◆ **Given instruction**
Only the lines from the one containing "find camouflage shirt" to the end of the records belong in the output; print them exactly.

Labeled-object pointing entries:
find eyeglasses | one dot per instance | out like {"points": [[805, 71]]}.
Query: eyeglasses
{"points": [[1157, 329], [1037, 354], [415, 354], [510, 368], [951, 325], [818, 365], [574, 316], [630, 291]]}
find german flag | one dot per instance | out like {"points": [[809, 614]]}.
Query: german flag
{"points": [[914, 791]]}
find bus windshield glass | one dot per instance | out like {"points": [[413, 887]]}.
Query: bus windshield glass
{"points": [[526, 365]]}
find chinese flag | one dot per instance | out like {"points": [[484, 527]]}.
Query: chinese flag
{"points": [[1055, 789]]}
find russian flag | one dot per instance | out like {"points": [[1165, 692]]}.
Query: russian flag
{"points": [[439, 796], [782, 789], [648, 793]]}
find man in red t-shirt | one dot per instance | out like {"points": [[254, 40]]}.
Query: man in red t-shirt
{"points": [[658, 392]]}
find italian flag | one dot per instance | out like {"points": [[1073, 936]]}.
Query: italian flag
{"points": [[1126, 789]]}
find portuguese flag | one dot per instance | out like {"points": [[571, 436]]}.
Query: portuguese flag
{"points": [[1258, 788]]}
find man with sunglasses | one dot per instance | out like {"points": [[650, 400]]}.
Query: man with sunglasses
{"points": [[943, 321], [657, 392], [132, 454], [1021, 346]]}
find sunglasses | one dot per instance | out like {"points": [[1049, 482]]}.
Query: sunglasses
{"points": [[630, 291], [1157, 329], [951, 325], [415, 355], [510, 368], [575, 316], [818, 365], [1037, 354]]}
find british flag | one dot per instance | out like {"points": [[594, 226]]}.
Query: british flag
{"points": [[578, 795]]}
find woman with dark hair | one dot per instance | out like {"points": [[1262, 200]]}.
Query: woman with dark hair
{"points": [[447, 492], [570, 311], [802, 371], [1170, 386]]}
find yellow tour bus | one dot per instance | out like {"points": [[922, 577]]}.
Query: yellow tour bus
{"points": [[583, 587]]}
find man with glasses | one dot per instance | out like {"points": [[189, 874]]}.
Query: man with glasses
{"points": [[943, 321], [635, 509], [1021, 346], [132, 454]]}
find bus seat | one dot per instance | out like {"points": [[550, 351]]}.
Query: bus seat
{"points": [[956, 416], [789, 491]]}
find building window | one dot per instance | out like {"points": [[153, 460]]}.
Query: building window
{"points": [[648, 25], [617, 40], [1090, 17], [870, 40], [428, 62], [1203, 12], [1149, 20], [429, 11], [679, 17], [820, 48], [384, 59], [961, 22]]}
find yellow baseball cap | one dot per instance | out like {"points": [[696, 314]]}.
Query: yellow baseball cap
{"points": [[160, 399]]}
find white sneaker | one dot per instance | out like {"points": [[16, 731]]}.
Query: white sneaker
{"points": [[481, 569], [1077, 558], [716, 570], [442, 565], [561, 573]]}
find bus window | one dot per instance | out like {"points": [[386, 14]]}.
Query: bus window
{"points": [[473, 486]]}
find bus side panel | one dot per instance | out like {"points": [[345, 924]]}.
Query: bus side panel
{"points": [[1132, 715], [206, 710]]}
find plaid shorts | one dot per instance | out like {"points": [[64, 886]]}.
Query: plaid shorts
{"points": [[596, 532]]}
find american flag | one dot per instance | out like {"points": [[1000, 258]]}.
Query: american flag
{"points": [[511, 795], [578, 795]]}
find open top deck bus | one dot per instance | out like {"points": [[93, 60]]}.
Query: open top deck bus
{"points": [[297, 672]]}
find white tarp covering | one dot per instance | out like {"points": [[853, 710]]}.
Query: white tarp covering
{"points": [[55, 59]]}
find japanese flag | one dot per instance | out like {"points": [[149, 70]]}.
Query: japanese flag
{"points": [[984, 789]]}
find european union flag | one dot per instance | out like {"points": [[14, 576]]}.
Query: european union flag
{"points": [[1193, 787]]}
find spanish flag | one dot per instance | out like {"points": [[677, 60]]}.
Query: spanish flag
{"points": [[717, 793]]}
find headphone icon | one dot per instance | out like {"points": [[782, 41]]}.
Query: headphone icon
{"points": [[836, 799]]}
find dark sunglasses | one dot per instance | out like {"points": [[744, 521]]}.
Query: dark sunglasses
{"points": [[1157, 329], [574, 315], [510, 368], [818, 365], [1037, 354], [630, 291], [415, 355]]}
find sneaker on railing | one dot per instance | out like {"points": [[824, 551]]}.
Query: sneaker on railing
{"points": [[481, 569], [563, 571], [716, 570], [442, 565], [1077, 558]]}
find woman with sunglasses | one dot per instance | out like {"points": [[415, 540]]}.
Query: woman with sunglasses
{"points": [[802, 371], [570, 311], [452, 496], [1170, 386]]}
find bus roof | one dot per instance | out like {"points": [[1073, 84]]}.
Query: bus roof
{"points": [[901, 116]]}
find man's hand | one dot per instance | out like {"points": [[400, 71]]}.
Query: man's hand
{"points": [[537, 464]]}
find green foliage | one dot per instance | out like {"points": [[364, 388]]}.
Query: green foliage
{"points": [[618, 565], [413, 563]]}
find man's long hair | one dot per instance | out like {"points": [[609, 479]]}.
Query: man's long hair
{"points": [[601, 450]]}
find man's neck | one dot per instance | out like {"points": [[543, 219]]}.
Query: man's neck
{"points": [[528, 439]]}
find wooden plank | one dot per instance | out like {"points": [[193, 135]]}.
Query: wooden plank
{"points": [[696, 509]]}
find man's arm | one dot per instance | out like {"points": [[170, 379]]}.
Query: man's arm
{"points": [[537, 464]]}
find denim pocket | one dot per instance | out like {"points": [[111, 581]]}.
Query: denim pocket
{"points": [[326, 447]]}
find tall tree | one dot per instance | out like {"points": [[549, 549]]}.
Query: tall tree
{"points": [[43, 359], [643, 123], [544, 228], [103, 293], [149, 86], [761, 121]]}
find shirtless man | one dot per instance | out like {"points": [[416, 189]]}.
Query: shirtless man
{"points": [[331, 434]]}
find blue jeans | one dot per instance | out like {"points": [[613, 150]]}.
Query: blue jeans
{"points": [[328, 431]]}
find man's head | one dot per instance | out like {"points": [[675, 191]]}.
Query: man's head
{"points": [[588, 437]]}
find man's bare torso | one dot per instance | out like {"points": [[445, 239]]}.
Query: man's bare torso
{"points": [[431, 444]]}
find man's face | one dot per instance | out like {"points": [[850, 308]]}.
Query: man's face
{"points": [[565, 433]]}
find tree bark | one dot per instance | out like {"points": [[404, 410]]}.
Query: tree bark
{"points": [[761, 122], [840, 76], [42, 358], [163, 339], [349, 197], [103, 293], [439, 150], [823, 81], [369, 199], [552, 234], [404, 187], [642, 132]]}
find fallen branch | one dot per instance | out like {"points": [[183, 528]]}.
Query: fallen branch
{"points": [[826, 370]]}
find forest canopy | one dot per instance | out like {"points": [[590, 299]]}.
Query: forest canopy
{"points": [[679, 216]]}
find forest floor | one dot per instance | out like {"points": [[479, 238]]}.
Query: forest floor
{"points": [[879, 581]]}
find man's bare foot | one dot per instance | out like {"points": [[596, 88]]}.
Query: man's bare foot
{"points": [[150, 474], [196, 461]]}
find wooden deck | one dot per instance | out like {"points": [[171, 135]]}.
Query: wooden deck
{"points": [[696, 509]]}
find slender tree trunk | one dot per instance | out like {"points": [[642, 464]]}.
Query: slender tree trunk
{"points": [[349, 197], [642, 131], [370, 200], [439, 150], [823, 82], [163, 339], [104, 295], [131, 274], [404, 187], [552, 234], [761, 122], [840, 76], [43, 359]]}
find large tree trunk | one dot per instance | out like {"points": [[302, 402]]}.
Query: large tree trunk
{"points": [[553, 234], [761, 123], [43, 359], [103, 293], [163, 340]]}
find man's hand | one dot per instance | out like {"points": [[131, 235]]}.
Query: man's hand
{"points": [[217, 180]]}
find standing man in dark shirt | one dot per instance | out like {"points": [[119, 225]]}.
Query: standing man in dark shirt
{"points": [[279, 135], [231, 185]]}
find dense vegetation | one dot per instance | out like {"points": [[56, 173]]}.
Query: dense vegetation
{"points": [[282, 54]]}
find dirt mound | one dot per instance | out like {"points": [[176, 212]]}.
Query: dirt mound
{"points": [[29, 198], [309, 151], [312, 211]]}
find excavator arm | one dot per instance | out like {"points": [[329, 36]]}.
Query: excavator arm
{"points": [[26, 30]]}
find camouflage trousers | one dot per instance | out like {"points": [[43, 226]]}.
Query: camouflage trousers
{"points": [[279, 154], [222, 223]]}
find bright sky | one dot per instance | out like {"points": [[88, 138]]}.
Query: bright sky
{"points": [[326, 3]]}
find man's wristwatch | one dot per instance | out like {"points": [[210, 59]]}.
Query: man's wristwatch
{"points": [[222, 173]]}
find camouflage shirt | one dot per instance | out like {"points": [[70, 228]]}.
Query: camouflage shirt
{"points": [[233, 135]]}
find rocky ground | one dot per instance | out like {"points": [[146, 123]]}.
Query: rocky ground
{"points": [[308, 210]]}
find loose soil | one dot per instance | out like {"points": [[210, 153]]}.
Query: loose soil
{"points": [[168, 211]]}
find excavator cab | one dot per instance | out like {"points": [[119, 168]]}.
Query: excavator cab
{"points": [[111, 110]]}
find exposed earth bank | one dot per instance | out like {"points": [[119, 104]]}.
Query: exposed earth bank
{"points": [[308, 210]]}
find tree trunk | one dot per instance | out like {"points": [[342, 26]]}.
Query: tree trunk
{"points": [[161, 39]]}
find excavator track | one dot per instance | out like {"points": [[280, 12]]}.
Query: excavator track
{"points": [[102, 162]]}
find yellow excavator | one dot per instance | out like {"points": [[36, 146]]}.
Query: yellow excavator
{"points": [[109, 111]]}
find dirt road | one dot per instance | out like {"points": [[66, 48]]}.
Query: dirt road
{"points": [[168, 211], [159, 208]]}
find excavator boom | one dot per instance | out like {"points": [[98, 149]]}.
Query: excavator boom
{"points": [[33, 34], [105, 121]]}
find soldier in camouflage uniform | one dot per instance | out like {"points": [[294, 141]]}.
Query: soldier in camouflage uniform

◆ **Solution**
find camouflage shirt | one dot per instance | out like {"points": [[70, 228]]}.
Query: camouflage shirt
{"points": [[233, 135]]}
find rocky ground | one dot per instance | out like {"points": [[146, 123]]}.
Query: rocky ground
{"points": [[308, 210]]}
find loose soil | one dot per instance | out like {"points": [[210, 153]]}.
Query: loose soil
{"points": [[168, 211]]}
find excavator cab | one dot per instance | out like {"points": [[119, 168]]}.
Query: excavator cab
{"points": [[111, 110]]}
find exposed earth bank | one dot per instance | out like {"points": [[119, 104]]}.
Query: exposed earth bank
{"points": [[308, 210]]}
find tree trunk | one dot per instance | out like {"points": [[342, 26]]}.
Query: tree trunk
{"points": [[161, 39]]}
find excavator track | one dot per instance | out like {"points": [[280, 12]]}.
Query: excavator track
{"points": [[102, 162]]}
find yellow excavator | one dot per instance | out like {"points": [[36, 146]]}.
Query: yellow excavator
{"points": [[109, 111]]}
find dirt road | one dot per instance | out like {"points": [[66, 48]]}.
Query: dirt road
{"points": [[168, 211], [159, 208]]}
find excavator boom | one dot per instance | out like {"points": [[98, 149]]}.
Query: excavator boom
{"points": [[33, 34], [105, 121]]}
find soldier in camouflage uniform | one dot per instance | out like {"points": [[294, 141]]}.
Query: soldier in camouflage uniform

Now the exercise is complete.